Wie stark steigt laut dem Text zum Klimawandel der Meeresspiegel seit 1993 pro Jahr?

Textabschnitt
⁂
Klimawandel:

Lebenswandel?

Die Erderwärmung muss kein Wachsstumskiller sein


Es war im Sommer des vergangenen Jahres, als sich ein deutsches Polit-Paar auf eine Winterreise begab: Angela Merkel, CDU, die Bundeskanzlerin der Bundesrepublik Deutschland, und Sigmar Gabriel, ihr SPD-Kabinettsmitglied, Minister für Umwelt- Naturschutz und Reaktorsicherheit. Das geografische Reiseziel der Beiden: Grönland. Das politische Ziel: Erkenntnis. Der Riesengletscher Grönlands hat sich in den vergangenen fünf Jahren um 15 Kilometer zurückgezogen. Legt man hier die bisherige Gletscherforschung zugrunde, so entspräche dieser Schmelzvorgang in seinem Tempo einer Schnecke, die mit 75 km/h von einer Radarfalle erfasst wird. Der Meeresspiegel steigt seit 1993 um 3,1 Millimeter pro Jahr, Tendenz zunehmend. Die Temperatur der Erde auch. Um zwei bis vier Grad bis zum Jahrhundertende.
Die Klimadiskussion, der Klimawandel hat Konjunktur. Allein in Deutschland nimmt das Thema „Klimaschutz und Folgen“ laut Umfragen den zweiten Platz in der Rangordnung der wichtigsten Probleme ein, noch vor der Arbeitslosigkeit.
⁂
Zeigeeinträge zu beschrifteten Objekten
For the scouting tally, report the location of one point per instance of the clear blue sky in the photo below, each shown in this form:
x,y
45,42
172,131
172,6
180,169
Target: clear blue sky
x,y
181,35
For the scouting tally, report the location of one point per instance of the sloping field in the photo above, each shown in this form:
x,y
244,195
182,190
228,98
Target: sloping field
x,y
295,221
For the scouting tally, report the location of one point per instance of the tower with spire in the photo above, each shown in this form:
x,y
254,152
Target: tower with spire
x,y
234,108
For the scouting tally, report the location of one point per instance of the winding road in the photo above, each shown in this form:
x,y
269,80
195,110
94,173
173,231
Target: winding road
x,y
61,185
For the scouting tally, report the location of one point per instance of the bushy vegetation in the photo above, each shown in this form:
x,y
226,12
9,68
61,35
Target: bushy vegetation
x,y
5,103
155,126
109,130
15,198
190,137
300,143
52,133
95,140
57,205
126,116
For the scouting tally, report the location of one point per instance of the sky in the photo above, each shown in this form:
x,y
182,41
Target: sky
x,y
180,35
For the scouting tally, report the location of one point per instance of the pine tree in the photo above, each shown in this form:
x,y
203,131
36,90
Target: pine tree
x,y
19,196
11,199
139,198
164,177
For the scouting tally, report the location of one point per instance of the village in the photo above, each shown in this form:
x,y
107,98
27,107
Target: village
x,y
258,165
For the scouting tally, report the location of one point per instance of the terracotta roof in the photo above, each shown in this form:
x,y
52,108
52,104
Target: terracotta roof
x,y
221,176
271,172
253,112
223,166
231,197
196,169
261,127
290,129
⁂
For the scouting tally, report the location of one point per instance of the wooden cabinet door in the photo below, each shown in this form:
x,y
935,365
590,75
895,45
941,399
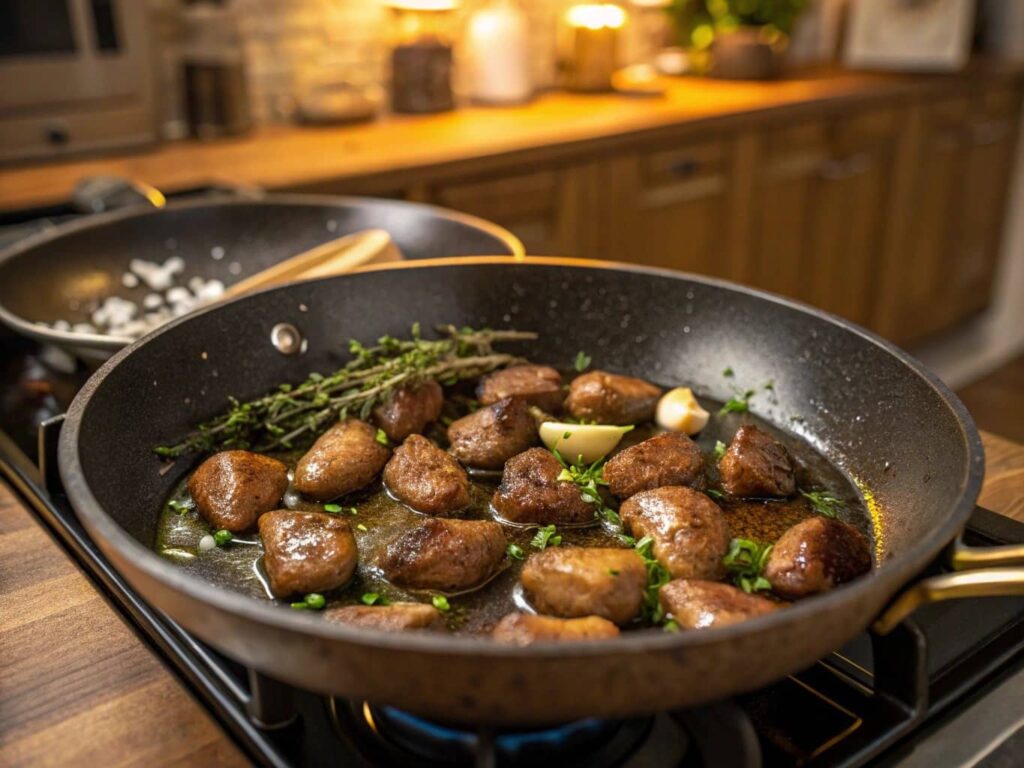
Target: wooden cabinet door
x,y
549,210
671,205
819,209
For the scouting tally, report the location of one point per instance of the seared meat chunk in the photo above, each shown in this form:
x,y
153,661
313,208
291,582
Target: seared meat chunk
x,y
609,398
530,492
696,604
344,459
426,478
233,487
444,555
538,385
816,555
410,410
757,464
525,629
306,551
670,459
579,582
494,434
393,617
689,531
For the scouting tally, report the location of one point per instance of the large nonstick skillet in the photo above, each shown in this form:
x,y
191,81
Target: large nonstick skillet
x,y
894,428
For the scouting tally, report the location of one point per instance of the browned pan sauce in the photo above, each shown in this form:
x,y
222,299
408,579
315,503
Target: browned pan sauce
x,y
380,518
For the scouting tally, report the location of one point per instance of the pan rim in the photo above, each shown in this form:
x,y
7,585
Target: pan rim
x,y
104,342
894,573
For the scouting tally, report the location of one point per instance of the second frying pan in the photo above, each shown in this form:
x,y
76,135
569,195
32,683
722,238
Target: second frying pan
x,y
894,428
⁂
Ergebnis
Um 3,1 Millimeter pro Jahr, mit zunehmender Tendenz.